How many lines in the rows below contain the string "pastry"? Reply with the number alone.

[Task inputs]
· · · · · · ·

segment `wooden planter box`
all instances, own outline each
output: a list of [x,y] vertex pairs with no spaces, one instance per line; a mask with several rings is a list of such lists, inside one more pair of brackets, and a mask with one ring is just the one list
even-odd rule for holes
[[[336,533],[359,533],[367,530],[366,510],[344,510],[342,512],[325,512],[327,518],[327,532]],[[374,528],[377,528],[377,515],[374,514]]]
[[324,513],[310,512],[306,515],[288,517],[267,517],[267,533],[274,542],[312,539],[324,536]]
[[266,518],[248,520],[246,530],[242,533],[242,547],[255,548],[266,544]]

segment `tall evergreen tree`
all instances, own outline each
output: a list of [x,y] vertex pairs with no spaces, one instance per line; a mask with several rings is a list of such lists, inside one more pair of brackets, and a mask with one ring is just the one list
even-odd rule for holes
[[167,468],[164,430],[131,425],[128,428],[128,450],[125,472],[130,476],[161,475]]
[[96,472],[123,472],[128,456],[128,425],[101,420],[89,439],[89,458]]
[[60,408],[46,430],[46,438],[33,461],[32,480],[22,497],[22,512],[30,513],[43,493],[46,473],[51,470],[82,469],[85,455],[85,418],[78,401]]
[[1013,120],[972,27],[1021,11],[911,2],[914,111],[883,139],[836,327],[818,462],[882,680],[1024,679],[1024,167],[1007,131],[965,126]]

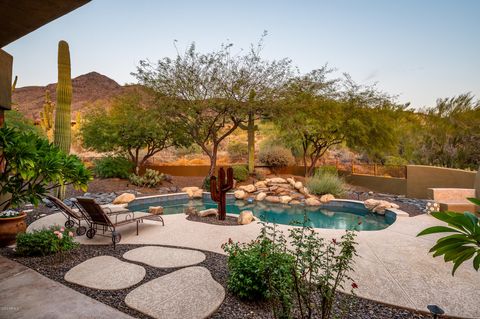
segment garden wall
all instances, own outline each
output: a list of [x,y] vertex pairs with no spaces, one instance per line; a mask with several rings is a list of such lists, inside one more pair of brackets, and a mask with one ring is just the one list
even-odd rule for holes
[[346,176],[349,184],[368,188],[379,193],[405,195],[407,193],[407,180],[404,178],[357,175]]
[[474,188],[475,171],[424,165],[407,166],[408,197],[428,198],[429,188]]
[[406,179],[352,174],[347,176],[346,180],[352,185],[380,193],[428,199],[429,188],[474,188],[476,173],[461,169],[408,165]]

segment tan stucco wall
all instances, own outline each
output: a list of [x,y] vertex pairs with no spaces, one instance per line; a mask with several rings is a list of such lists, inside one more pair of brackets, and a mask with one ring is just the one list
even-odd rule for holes
[[379,193],[406,195],[407,180],[395,177],[349,175],[346,181],[352,185],[368,188]]
[[408,165],[407,196],[428,198],[429,188],[474,188],[476,174],[461,169]]
[[0,109],[9,110],[12,104],[13,57],[0,50]]

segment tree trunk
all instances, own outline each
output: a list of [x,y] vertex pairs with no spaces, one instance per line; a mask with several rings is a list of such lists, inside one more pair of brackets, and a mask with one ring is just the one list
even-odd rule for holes
[[248,173],[253,174],[255,170],[255,119],[253,112],[248,113]]

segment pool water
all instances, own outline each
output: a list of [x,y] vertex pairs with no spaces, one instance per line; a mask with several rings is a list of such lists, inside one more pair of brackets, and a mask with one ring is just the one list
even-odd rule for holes
[[[211,199],[204,200],[168,200],[155,204],[129,205],[133,211],[147,211],[149,206],[160,205],[164,208],[164,214],[183,214],[188,206],[194,206],[197,210],[217,208],[217,203]],[[358,205],[357,205],[358,206]],[[291,225],[292,223],[303,223],[304,214],[307,213],[309,226],[315,228],[331,229],[356,229],[356,230],[381,230],[391,225],[395,218],[381,216],[371,213],[364,207],[308,207],[290,206],[267,202],[247,203],[244,201],[227,200],[227,213],[239,214],[241,211],[250,210],[261,219],[271,223]]]

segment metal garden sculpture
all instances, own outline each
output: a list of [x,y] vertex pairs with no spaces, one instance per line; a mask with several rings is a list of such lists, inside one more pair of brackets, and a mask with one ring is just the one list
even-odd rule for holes
[[233,188],[233,168],[227,168],[227,177],[225,178],[225,170],[218,170],[218,181],[216,176],[210,177],[210,194],[212,200],[218,203],[218,219],[225,220],[226,211],[226,193]]

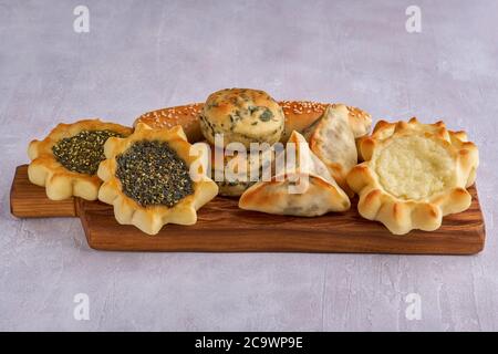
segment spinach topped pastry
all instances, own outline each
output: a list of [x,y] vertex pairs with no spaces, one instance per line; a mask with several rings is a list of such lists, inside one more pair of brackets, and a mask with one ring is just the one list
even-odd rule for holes
[[95,200],[102,184],[96,171],[105,159],[105,142],[131,133],[129,127],[100,119],[61,123],[43,140],[30,143],[28,177],[32,184],[45,187],[52,200],[72,196]]
[[207,98],[199,116],[200,129],[210,144],[222,134],[224,146],[241,143],[249,149],[251,143],[273,145],[283,132],[282,107],[260,90],[226,88]]

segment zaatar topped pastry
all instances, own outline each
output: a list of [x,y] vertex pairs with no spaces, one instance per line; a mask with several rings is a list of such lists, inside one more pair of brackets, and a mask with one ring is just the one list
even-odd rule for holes
[[466,210],[479,156],[475,144],[460,138],[466,134],[448,132],[443,122],[380,122],[360,144],[366,162],[347,175],[360,195],[360,215],[404,235],[436,230],[444,216]]
[[288,144],[294,144],[294,168],[277,171],[270,180],[249,187],[240,197],[239,208],[301,217],[347,210],[350,199],[304,137],[293,132]]
[[180,126],[138,124],[128,137],[110,138],[104,152],[98,199],[114,206],[117,222],[146,233],[156,235],[168,222],[196,223],[196,210],[218,194],[206,175],[207,148],[190,145]]
[[96,171],[105,158],[105,142],[131,133],[129,127],[100,119],[61,123],[43,140],[30,143],[28,177],[32,184],[45,187],[52,200],[72,196],[95,200],[102,184]]

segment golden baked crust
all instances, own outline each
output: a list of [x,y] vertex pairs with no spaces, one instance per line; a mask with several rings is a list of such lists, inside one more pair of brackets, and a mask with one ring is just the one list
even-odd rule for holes
[[[289,143],[295,144],[295,168],[277,171],[271,180],[249,187],[240,197],[239,208],[301,217],[347,210],[350,199],[310,150],[304,137],[294,131]],[[291,187],[301,190],[291,192]]]
[[469,170],[465,187],[470,187],[476,180],[477,167],[479,166],[479,154],[475,149],[474,143],[468,142],[467,133],[459,131],[448,131],[444,122],[439,121],[434,124],[423,124],[417,121],[416,117],[411,118],[408,122],[390,123],[386,121],[378,121],[375,125],[372,135],[365,136],[359,140],[359,155],[363,160],[369,160],[372,157],[375,144],[380,140],[386,139],[398,131],[407,132],[427,132],[436,135],[437,137],[445,139],[457,149],[468,148],[476,150],[476,156],[473,158],[473,167]]
[[97,198],[101,179],[96,175],[66,169],[56,160],[52,152],[52,147],[61,139],[83,131],[113,131],[124,136],[132,133],[132,128],[120,124],[83,119],[72,124],[61,123],[43,140],[32,140],[28,147],[28,156],[31,159],[28,177],[32,184],[45,187],[46,196],[52,200],[62,200],[72,196],[87,200]]
[[279,104],[266,92],[251,88],[226,88],[209,95],[203,107],[200,131],[210,144],[222,134],[224,146],[240,143],[279,142],[284,115]]
[[444,216],[466,210],[471,200],[466,185],[477,166],[477,147],[452,143],[440,123],[400,122],[390,133],[386,126],[382,123],[363,146],[367,160],[347,175],[360,196],[360,215],[404,235],[435,230]]
[[[116,157],[126,152],[136,142],[159,140],[166,142],[176,154],[185,160],[186,165],[197,175],[193,178],[194,194],[180,199],[175,206],[168,208],[164,205],[142,206],[122,190],[122,184],[116,177]],[[114,216],[117,222],[134,225],[148,235],[156,235],[164,225],[179,223],[194,225],[197,221],[197,210],[218,194],[217,185],[207,177],[206,149],[199,149],[200,154],[193,154],[193,146],[187,140],[180,126],[170,129],[152,129],[141,123],[135,132],[127,138],[110,138],[105,143],[106,159],[98,166],[98,177],[104,180],[98,199],[114,207]],[[194,170],[195,167],[197,170]]]
[[350,196],[345,180],[357,164],[354,134],[350,125],[350,110],[343,104],[331,104],[323,116],[304,132],[311,150],[325,164],[335,181]]
[[[329,104],[312,101],[281,101],[279,105],[286,116],[284,129],[280,142],[286,143],[293,131],[302,133],[305,128],[319,119]],[[181,125],[190,143],[204,140],[200,131],[199,115],[204,103],[194,103],[183,106],[162,108],[144,113],[135,119],[137,123],[145,123],[152,128],[159,129]],[[372,117],[366,112],[347,106],[350,111],[349,119],[355,138],[360,138],[370,133]]]

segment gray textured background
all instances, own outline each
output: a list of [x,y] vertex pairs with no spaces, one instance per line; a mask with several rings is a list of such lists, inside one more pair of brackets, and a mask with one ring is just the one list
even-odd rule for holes
[[[81,3],[86,34],[73,31]],[[405,31],[409,4],[422,33]],[[0,330],[498,330],[497,13],[498,1],[0,1]],[[97,252],[76,219],[10,216],[14,167],[58,122],[131,124],[230,86],[467,129],[485,251]],[[73,319],[79,292],[90,321]],[[411,292],[421,321],[405,317]]]

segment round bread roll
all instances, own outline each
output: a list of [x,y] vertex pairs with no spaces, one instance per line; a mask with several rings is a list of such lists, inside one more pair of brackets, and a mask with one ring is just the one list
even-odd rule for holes
[[282,107],[266,92],[250,88],[226,88],[209,95],[200,114],[200,131],[210,144],[222,134],[222,146],[241,143],[273,145],[283,132]]
[[[322,117],[325,108],[329,106],[324,103],[311,101],[281,101],[279,105],[282,107],[286,116],[284,131],[280,138],[282,143],[289,139],[293,131],[298,133],[304,132]],[[154,129],[160,129],[180,125],[187,135],[188,142],[198,143],[205,139],[199,123],[204,103],[194,103],[147,112],[135,119],[134,126],[138,123],[145,123]],[[353,129],[354,137],[360,138],[367,135],[372,125],[370,114],[352,106],[347,106],[347,108],[350,111],[350,126]]]
[[[272,148],[253,154],[250,152],[240,154],[236,150],[224,150],[212,145],[210,149],[211,179],[218,185],[218,194],[226,197],[240,197],[247,188],[261,179],[263,170],[271,168],[274,159]],[[271,173],[271,170],[268,173]]]

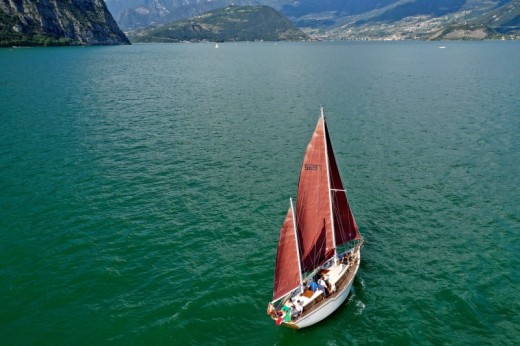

· · · · · · ·

[Written response]
2